*** Opening of SUPPLIED PASSAGE ***

Formulation and applications of complex network theory.

Abstract

In recent years, there has been a great surge of interest among physicists in modeling social, technological, or biological systems as networks. Analyses of large-scale networks such as the Internet have led to discoveries of many unexpected network properties, including power-law degree distributions. These discoveries have prompted physicists to devise novel ways to model networks, both computational and theoretical. In this dissertation, we present several network models and their applications. First, we study the theory of Exponential Random Graphs. We derive it from the principle of maximum entropy, thereby showing that it is the equivalent of the Gibbs ensemble for networks. Using tools of statistical physics, we solve well-known and new examples that include power-law networks and the two-star model. Our solutions confirm the existence of a first-order phase transition for the latter whose exact behavior has not been presented previously. We also study degree correlations and clustering in networks. Degrees of adjacent vertices are positively correlated in social networks, whereas they are negatively correlated in other types of networks. We demonstrate that a negative degree correlation is a more natural state of a network, and therefore that social networks are an exception. We argue that variations in the number of vertices in social groups cause positive degree correlations, and analyze a model that incorporates such a mechanism. The model indeed shows a high level of degree correlation and clustering that is similar in value to those of real networks. Finally, we develop algorithms for ranking vertices in networks that represent pairwise comparisons. The first algorithm is based on the familiar concept of indirect wins and losses. The second algorithm is based on the concept of retrodictive accuracy, which is maximized by positioning as many winners above the losers as possible. We compare the rankings of American college football teams generated by our algorithms with those officially used in college football's postseason proceedings, highlighting their simliarities and differences. These studies will show that the methods of statistical physics are well-suited for studying networks. As networks of interest become larger and more complex, they will become more relevant and necessary.

*** Close of SUPPLIED PASSAGE ***
*** Opening of SOURCE INFORMATION ***

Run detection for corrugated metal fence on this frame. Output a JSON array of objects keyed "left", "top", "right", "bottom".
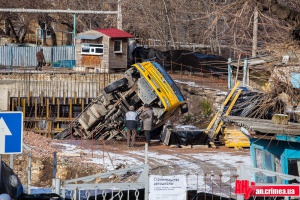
[{"left": 0, "top": 46, "right": 75, "bottom": 67}]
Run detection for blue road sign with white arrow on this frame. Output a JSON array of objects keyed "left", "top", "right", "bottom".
[{"left": 0, "top": 111, "right": 23, "bottom": 154}]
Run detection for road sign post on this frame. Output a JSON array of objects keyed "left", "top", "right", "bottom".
[
  {"left": 0, "top": 111, "right": 23, "bottom": 193},
  {"left": 0, "top": 111, "right": 23, "bottom": 154}
]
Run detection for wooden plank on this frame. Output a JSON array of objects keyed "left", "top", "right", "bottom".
[
  {"left": 210, "top": 90, "right": 242, "bottom": 138},
  {"left": 205, "top": 81, "right": 240, "bottom": 133}
]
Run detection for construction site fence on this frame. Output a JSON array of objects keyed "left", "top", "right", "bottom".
[
  {"left": 0, "top": 46, "right": 75, "bottom": 68},
  {"left": 2, "top": 152, "right": 239, "bottom": 200}
]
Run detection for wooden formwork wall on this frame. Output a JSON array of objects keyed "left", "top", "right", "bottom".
[{"left": 1, "top": 73, "right": 123, "bottom": 137}]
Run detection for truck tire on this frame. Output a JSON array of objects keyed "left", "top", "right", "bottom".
[{"left": 104, "top": 78, "right": 128, "bottom": 94}]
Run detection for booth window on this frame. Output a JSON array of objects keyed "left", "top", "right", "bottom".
[
  {"left": 81, "top": 43, "right": 103, "bottom": 55},
  {"left": 114, "top": 40, "right": 122, "bottom": 53},
  {"left": 288, "top": 159, "right": 300, "bottom": 184}
]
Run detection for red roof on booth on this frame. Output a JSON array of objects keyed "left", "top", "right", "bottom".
[{"left": 96, "top": 28, "right": 134, "bottom": 38}]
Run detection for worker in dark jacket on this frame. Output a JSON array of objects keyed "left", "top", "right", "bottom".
[
  {"left": 35, "top": 49, "right": 45, "bottom": 71},
  {"left": 125, "top": 106, "right": 138, "bottom": 147},
  {"left": 140, "top": 104, "right": 154, "bottom": 146}
]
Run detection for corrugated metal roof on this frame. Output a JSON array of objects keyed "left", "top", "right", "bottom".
[
  {"left": 96, "top": 28, "right": 134, "bottom": 38},
  {"left": 76, "top": 35, "right": 102, "bottom": 40}
]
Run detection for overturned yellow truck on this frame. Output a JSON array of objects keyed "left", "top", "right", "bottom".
[{"left": 55, "top": 61, "right": 188, "bottom": 140}]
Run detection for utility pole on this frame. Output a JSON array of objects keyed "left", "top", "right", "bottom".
[
  {"left": 252, "top": 6, "right": 258, "bottom": 58},
  {"left": 117, "top": 0, "right": 123, "bottom": 30}
]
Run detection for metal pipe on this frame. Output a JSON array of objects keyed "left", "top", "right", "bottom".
[{"left": 27, "top": 152, "right": 32, "bottom": 194}]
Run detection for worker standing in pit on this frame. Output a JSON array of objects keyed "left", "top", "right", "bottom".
[{"left": 125, "top": 106, "right": 138, "bottom": 147}]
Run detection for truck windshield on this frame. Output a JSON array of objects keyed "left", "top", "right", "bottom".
[{"left": 152, "top": 62, "right": 185, "bottom": 102}]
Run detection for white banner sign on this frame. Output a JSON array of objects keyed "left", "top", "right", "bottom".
[{"left": 149, "top": 175, "right": 186, "bottom": 200}]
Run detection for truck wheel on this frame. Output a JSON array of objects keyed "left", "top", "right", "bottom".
[{"left": 104, "top": 78, "right": 128, "bottom": 94}]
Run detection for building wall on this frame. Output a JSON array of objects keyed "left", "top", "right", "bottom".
[
  {"left": 109, "top": 38, "right": 128, "bottom": 70},
  {"left": 75, "top": 38, "right": 105, "bottom": 68},
  {"left": 76, "top": 33, "right": 128, "bottom": 72}
]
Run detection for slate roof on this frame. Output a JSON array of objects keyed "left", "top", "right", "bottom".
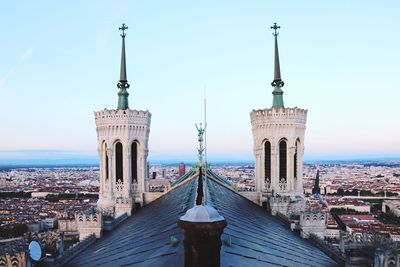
[{"left": 67, "top": 175, "right": 337, "bottom": 267}]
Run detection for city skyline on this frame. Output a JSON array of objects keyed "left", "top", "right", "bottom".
[{"left": 0, "top": 1, "right": 400, "bottom": 161}]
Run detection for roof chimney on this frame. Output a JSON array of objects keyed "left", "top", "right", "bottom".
[{"left": 178, "top": 205, "right": 227, "bottom": 267}]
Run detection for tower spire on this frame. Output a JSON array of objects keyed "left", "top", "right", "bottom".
[
  {"left": 271, "top": 22, "right": 285, "bottom": 108},
  {"left": 117, "top": 23, "right": 130, "bottom": 109}
]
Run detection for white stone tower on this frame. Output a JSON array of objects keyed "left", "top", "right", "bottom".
[
  {"left": 95, "top": 24, "right": 151, "bottom": 217},
  {"left": 250, "top": 23, "right": 307, "bottom": 214}
]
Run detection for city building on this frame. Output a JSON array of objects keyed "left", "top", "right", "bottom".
[
  {"left": 60, "top": 23, "right": 337, "bottom": 266},
  {"left": 178, "top": 162, "right": 186, "bottom": 177},
  {"left": 245, "top": 23, "right": 307, "bottom": 218},
  {"left": 95, "top": 24, "right": 151, "bottom": 216}
]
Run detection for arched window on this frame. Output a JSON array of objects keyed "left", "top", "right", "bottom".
[
  {"left": 115, "top": 142, "right": 124, "bottom": 182},
  {"left": 264, "top": 141, "right": 271, "bottom": 181},
  {"left": 279, "top": 140, "right": 287, "bottom": 181},
  {"left": 293, "top": 139, "right": 300, "bottom": 178},
  {"left": 131, "top": 141, "right": 138, "bottom": 183},
  {"left": 103, "top": 142, "right": 108, "bottom": 180}
]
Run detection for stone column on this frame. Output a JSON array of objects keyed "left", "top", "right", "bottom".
[
  {"left": 271, "top": 144, "right": 279, "bottom": 192},
  {"left": 254, "top": 147, "right": 264, "bottom": 192},
  {"left": 107, "top": 148, "right": 115, "bottom": 197}
]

*** Close of SOURCE INFORMATION ***

--- WORK TO BE COMPLETED ---
According to the network theory abstract, how are the degrees of adjacent vertices correlated in social networks? The items come from a separate source, not from the abstract.

--- PROBLEM SOLUTION ---
They are positively correlated.